● **Required work**
The records follow. Copy each one exactly.

● **Supplied records**
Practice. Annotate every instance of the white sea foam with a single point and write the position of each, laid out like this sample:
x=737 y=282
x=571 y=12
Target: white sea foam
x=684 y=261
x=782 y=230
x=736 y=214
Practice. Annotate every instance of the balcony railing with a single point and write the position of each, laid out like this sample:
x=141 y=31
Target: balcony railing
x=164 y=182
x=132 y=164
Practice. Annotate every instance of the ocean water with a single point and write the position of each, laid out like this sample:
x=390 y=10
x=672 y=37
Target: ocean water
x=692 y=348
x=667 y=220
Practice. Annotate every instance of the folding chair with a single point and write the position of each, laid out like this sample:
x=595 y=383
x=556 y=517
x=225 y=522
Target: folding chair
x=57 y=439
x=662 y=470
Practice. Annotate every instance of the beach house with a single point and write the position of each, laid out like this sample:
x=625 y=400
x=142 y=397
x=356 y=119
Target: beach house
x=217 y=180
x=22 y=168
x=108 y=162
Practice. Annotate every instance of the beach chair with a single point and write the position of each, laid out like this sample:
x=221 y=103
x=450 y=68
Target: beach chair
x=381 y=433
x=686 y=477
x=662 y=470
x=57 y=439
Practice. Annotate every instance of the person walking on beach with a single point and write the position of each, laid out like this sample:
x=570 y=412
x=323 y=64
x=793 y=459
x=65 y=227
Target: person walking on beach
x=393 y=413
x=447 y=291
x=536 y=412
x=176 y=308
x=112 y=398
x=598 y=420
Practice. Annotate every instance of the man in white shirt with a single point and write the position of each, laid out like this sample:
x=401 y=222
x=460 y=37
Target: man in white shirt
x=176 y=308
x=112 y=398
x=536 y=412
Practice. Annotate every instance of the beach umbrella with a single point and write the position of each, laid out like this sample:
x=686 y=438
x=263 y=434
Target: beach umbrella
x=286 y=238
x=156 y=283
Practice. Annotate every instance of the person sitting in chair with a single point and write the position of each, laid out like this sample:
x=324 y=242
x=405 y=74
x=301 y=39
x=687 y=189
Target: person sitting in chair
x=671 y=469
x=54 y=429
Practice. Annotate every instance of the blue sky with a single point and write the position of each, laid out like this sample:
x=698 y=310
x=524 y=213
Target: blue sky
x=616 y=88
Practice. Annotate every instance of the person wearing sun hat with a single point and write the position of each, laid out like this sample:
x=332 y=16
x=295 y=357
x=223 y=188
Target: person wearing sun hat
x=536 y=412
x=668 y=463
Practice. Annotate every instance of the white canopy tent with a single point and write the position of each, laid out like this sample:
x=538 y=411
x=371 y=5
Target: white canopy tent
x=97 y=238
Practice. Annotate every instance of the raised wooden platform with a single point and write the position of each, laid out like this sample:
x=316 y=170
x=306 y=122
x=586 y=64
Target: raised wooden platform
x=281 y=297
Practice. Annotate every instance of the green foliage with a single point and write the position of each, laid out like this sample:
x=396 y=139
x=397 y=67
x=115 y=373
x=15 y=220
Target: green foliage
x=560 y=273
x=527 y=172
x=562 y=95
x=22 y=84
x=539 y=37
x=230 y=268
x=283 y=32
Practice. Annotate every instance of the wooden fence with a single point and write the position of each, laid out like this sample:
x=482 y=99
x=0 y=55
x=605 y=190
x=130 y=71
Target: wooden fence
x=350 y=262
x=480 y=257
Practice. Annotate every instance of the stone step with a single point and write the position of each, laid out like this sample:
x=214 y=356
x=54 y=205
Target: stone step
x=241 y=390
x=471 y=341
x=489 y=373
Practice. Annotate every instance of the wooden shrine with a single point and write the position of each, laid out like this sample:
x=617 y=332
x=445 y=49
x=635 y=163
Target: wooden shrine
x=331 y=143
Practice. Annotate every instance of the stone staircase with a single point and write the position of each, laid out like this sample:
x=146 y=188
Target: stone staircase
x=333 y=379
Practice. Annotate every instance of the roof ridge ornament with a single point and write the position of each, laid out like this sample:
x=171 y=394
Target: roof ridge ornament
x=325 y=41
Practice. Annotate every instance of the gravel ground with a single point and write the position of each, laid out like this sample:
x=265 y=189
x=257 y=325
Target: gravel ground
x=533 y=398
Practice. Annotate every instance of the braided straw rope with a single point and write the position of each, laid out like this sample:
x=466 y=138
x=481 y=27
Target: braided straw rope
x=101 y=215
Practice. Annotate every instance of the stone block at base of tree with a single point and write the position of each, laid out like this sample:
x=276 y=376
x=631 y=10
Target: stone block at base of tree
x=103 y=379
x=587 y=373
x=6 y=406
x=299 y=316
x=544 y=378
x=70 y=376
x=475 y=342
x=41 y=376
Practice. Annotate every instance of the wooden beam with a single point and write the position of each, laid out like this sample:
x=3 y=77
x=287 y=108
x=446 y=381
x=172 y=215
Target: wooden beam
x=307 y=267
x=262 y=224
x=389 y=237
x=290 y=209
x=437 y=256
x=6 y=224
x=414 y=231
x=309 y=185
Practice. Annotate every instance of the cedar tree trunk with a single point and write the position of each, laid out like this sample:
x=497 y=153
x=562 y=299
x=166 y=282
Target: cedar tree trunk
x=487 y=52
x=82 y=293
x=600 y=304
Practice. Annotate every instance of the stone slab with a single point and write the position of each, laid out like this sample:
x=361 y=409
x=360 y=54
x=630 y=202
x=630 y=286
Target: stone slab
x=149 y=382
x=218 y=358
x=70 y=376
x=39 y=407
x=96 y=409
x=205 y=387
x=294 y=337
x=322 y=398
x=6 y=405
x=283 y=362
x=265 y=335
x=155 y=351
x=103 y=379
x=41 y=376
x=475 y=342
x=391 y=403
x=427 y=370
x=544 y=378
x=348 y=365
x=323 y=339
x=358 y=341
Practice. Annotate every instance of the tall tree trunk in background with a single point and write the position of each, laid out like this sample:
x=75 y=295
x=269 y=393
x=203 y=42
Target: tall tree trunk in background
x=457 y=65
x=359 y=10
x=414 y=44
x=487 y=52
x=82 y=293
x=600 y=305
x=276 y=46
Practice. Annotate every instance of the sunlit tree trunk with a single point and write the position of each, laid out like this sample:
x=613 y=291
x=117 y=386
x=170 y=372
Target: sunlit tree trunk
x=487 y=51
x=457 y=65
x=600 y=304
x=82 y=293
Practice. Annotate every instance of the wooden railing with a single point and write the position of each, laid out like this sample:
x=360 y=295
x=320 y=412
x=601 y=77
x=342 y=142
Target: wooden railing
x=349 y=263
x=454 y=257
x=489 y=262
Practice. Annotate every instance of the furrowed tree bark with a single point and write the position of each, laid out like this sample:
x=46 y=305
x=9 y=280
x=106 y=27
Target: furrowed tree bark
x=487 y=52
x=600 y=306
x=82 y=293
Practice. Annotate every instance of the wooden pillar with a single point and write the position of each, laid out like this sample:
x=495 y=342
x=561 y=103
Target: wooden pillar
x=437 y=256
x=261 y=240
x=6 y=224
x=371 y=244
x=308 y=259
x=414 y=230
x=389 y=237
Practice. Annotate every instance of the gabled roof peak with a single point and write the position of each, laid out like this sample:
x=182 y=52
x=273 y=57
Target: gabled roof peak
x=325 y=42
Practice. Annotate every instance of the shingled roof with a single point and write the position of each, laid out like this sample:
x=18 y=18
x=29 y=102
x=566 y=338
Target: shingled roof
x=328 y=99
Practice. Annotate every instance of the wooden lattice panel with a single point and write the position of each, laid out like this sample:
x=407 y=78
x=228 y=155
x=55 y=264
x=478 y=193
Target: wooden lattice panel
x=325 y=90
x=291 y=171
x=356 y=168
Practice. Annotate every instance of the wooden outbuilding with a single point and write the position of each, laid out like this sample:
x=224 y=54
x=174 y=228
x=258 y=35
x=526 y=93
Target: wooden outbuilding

● **Response to this exercise**
Practice. Annotate every instance of the white sea foam with a single point and write the position of each, laid out like this sample:
x=737 y=282
x=571 y=12
Target: white sea foam
x=684 y=261
x=782 y=230
x=736 y=214
Practice. Annotate every instance of the balcony railing with a single point and write the position of each, laid out like this sample:
x=141 y=31
Target: balcony railing
x=164 y=182
x=132 y=164
Practice. Annotate every instance of the ocean water with a single point and write the position of each, laid out like this sample:
x=390 y=10
x=672 y=37
Target: ocean water
x=692 y=348
x=667 y=220
Practice. Annotate every instance of the folding chair with a single point and write the position of each, laid out like this sample:
x=595 y=383
x=556 y=517
x=225 y=522
Target: folding chair
x=57 y=439
x=662 y=470
Practice. Annotate every instance of the beach house with a single point and write the position of each, laid out like this sample:
x=625 y=400
x=142 y=397
x=356 y=119
Target: beach house
x=217 y=180
x=22 y=168
x=108 y=162
Practice. Annotate every instance of the beach chair with a single point and write the position of each, laid out like this sample:
x=221 y=103
x=450 y=68
Target: beach chair
x=381 y=433
x=686 y=477
x=662 y=470
x=57 y=439
Practice. Annotate every instance of the person walking on beach with a single point and write the position of each, laid out like this sample:
x=570 y=412
x=323 y=64
x=793 y=459
x=65 y=227
Target: person walking on beach
x=393 y=413
x=447 y=291
x=536 y=412
x=176 y=308
x=112 y=398
x=598 y=420
Practice. Annotate every instance of the man in white shirt with a single point and write the position of each, laid out like this sample:
x=401 y=222
x=460 y=37
Target: man in white shirt
x=176 y=308
x=112 y=398
x=536 y=412
Practice. Annotate every instance of the beach umbrella with a single point and write the position of each, laid out like this sample:
x=686 y=438
x=263 y=434
Target: beach umbrella
x=286 y=238
x=156 y=283
Practice. Annotate every instance of the person sitting in chair with a single point and write the position of each, laid out like this sample:
x=324 y=242
x=405 y=74
x=301 y=39
x=687 y=189
Target: person sitting in chair
x=671 y=469
x=54 y=429
Practice. Annotate every instance of the blue sky with a single point and write the position of each, laid out like this sample:
x=698 y=310
x=524 y=213
Target: blue sky
x=616 y=88
Practice. Annotate every instance of the person wearing sun hat with a single point and write the position of each, laid out like this sample:
x=332 y=16
x=295 y=357
x=223 y=188
Target: person wearing sun hat
x=536 y=412
x=668 y=463
Practice. Annotate every instance of the white canopy tent with a single point and write the position of each, laid out like this sample:
x=538 y=411
x=371 y=5
Target: white canopy tent
x=97 y=238
Practice. Annotate every instance of the raised wooden platform with a single point and write the position of each, laid out like this sample:
x=316 y=170
x=306 y=122
x=586 y=64
Target: raised wooden platform
x=281 y=297
Practice. Annotate every instance of the green foliage with a single point and write the position of each, laid out like this sample:
x=396 y=139
x=397 y=67
x=115 y=373
x=15 y=220
Target: green foliage
x=560 y=273
x=527 y=172
x=562 y=95
x=22 y=84
x=539 y=37
x=230 y=268
x=283 y=32
Practice. Annotate every instance of the wooden fence with a single point and write the position of each, laid out like this sample:
x=482 y=99
x=0 y=55
x=605 y=190
x=130 y=71
Target: wooden fence
x=350 y=262
x=480 y=257
Practice. Annotate every instance of the stone step with a single point and write the position of each, laid out like this sample:
x=214 y=356
x=54 y=205
Target: stone step
x=241 y=390
x=471 y=341
x=489 y=373
Practice. Annotate every instance of the wooden shrine with a single point and write the position of each, laid out like this sample:
x=617 y=332
x=445 y=49
x=635 y=163
Target: wooden shrine
x=331 y=143
Practice. Annotate every instance of the stone staircase with a single point and write the position of each, laid out like this sample:
x=146 y=188
Target: stone staircase
x=333 y=379
Practice. Annotate every instance of the roof ridge ornament with a single point and write the position of each, laid out like this sample:
x=171 y=394
Target: roof ridge ornament
x=325 y=41
Practice. Annotate every instance of the gravel ground with a single point and write the position of each, laid out like this sample:
x=265 y=189
x=257 y=325
Target: gravel ground
x=533 y=398
Practice. Annotate every instance of the braided straw rope with a single point and write the position of each, laid out like this sample:
x=466 y=138
x=481 y=27
Target: braided straw rope
x=101 y=215
Practice. Annotate every instance of the stone block at base of tree with a single point and write the position of each, laid out like this sample:
x=276 y=376
x=631 y=10
Target: stone block at base of tree
x=103 y=379
x=587 y=373
x=6 y=406
x=299 y=316
x=544 y=378
x=70 y=376
x=475 y=342
x=41 y=376
Practice. Annotate every instance of the wooden beam with a single point and write the position of each, laid out like this sample:
x=3 y=77
x=287 y=108
x=446 y=381
x=172 y=215
Target: wooden beam
x=307 y=267
x=262 y=224
x=389 y=237
x=290 y=209
x=437 y=256
x=6 y=224
x=414 y=231
x=309 y=185
Practice. Annotate every instance of the cedar tree trunk with a single point and write the position of each, laid out like this sample:
x=497 y=153
x=562 y=299
x=166 y=282
Target: cedar tree trunk
x=487 y=52
x=82 y=293
x=600 y=304
Practice. Annotate every instance of the stone slab with a single point and write the position of each, laid out like this sample:
x=361 y=409
x=360 y=54
x=630 y=202
x=630 y=286
Target: stone slab
x=149 y=382
x=218 y=358
x=70 y=376
x=39 y=407
x=96 y=409
x=205 y=387
x=294 y=337
x=322 y=398
x=6 y=405
x=283 y=362
x=265 y=335
x=155 y=351
x=103 y=379
x=41 y=376
x=475 y=342
x=391 y=403
x=427 y=370
x=544 y=378
x=348 y=365
x=323 y=339
x=358 y=341
Practice. Annotate every instance of the tall tree trunk in background with a single point and write the position of each, laid out like this sample:
x=75 y=295
x=269 y=393
x=203 y=42
Target: tall tree trunk in background
x=457 y=65
x=359 y=10
x=414 y=44
x=487 y=52
x=82 y=293
x=600 y=305
x=276 y=46
Practice. Annotate every instance of the sunlit tree trunk with a single point and write the position of each, laid out like this sample:
x=613 y=291
x=117 y=386
x=170 y=372
Target: sunlit tree trunk
x=487 y=51
x=457 y=65
x=600 y=304
x=82 y=293
Practice. Annotate every instance of the wooden railing with a single point and write the position of each, laid out like this sample:
x=360 y=295
x=320 y=412
x=601 y=77
x=342 y=142
Target: wooden railing
x=349 y=263
x=454 y=257
x=489 y=262
Practice. Annotate every instance of the furrowed tree bark with a single point and write the position of each, laid out like this sample:
x=46 y=305
x=9 y=280
x=106 y=27
Target: furrowed tree bark
x=487 y=52
x=600 y=306
x=82 y=293
Practice. Annotate every instance of the wooden pillar with a single point and write the position of each, laid out like this sample:
x=495 y=342
x=561 y=103
Target: wooden pillar
x=437 y=256
x=261 y=240
x=6 y=224
x=371 y=244
x=308 y=259
x=414 y=230
x=389 y=237
Practice. Annotate every instance of the gabled roof peak with a single point and write the position of each, laid out like this sample:
x=182 y=52
x=273 y=57
Target: gabled roof peak
x=325 y=42
Practice. Annotate every instance of the shingled roof with a single point and write the position of each, laid out like this sample:
x=18 y=18
x=29 y=102
x=566 y=338
Target: shingled roof
x=328 y=99
Practice. Annotate every instance of the wooden lattice panel with a single point and write the position of each, laid out like this sample:
x=407 y=78
x=228 y=155
x=55 y=264
x=478 y=193
Target: wooden lattice panel
x=325 y=90
x=291 y=171
x=356 y=168
Practice. Annotate every instance of the wooden outbuilding with a single point and write the position of each, laid out like this sample:
x=224 y=54
x=174 y=228
x=258 y=35
x=526 y=93
Target: wooden outbuilding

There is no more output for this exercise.